## begin Extract to read

Request for Comments: 2474 Cisco Systems

Obsoletes: 1455, 1349 S. Blake

Category: Standards Track Torrent Networking Technologies

F. Baker

Cisco Systems

D. Black

EMC Corporation

December 1998

Definition of the Differentiated Services Field (DS Field)

in the IPv4 and IPv6 Headers

Status of this Memo

This document specifies an Internet standards track protocol for the

Internet community, and requests discussion and suggestions for

improvements. Please refer to the current edition of the "Internet

Official Protocol Standards" (STD 1) for the standardization state

and status of this protocol. Distribution of this memo is unlimited.

Copyright Notice

Copyright (C) The Internet Society (1998). All Rights Reserved.

Abstract

Differentiated services enhancements to the Internet protocol are

intended to enable scalable service discrimination in the Internet

without the need for per-flow state and signaling at every hop. A

variety of services may be built from a small, well-defined set of

building blocks which are deployed in network nodes. The services

may be either end-to-end or intra-domain; they include both those

that can satisfy quantitative performance requirements (e.g., peak

bandwidth) and those based on relative performance (e.g., "class"

## end Extract to read

• [What is asked]
A) Answer these three questions from the DS Field memo, one line each:
(i) In what month and year is the memo dated?
(ii) Which publication should readers check for the standardization state and status of this protocol?
(iii) According to the abstract, what do differentiated services avoid needing at every hop?
B) Rewrite the paragraph of the DS Field memo that begins "This document specifies" as a short bulleted list that keeps its main facts.
C) Pick up the DS Field memo right after its last words and continue writing it.

## begin Stored data

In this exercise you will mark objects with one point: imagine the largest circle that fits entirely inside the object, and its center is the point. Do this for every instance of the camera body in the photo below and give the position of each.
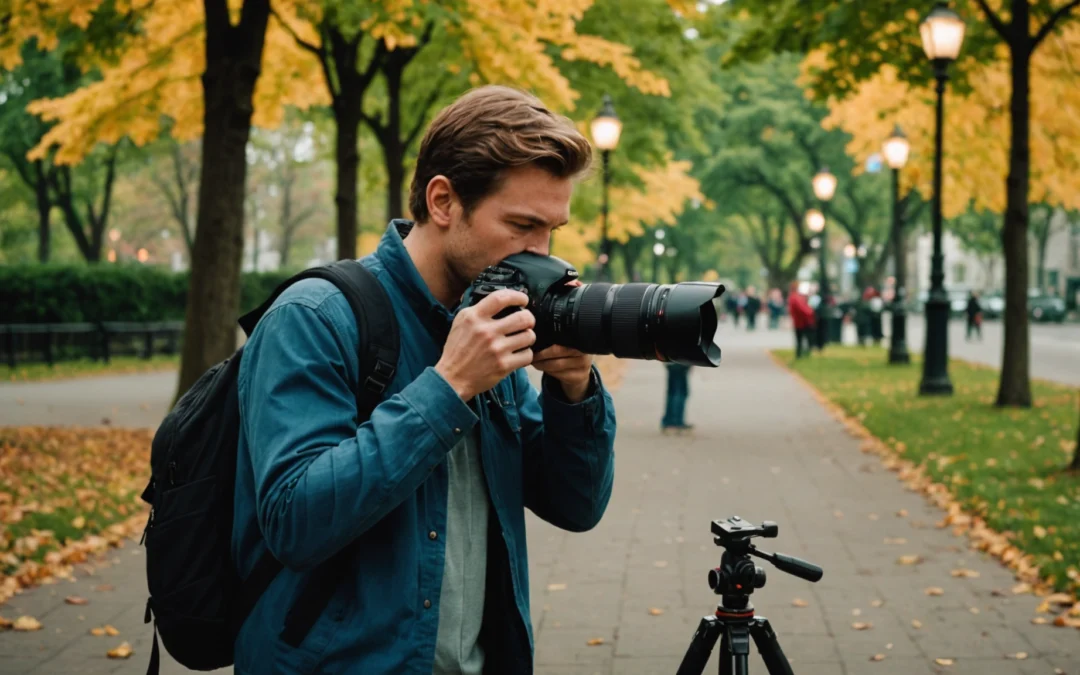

## end Stored data

• [Outputs by task]
A)
(i) December 1998
(ii) The current edition of the "Internet Official Protocol Standards" (STD 1)
(iii) Per-flow state and signaling

B)
- Specifies an Internet standards track protocol for the Internet community.
- Requests discussion and suggestions for improvements.
- The standardization state and status of the protocol are given in the current edition of the "Internet Official Protocol Standards" (STD 1).
- Distribution of the memo is unlimited.

C)
differentiation). Services can be constructed by a combination of:

- setting bits in an IP header field at network boundaries

(autonomous system boundaries, internal administrative boundaries,

or hosts),

- using those bits to determine how packets are forwarded by the

nodes inside the network, and

- conditioning the marked packets at network boundaries in accordance

with the requirements or rules of each service.

The requirements or rules of each service must be set through

administrative policy mechanisms which are outside the scope of this

document. A differentiated services-compliant network node includes

a classifier that selects packets based on the value of the DS field,

along with buffer management and packet scheduling mechanisms capable

of delivering the specific packet forwarding treatment indicated by

the DS field value. Setting of the DS field and conditioning of the

temporal behavior of marked packets need only be performed at network

boundaries and may vary in complexity.

This document defines the IP header field, called the DS (for

differentiated services) field. In IPv4, it defines the layout of

the TOS octet; in IPv6, the Traffic Class octet. I...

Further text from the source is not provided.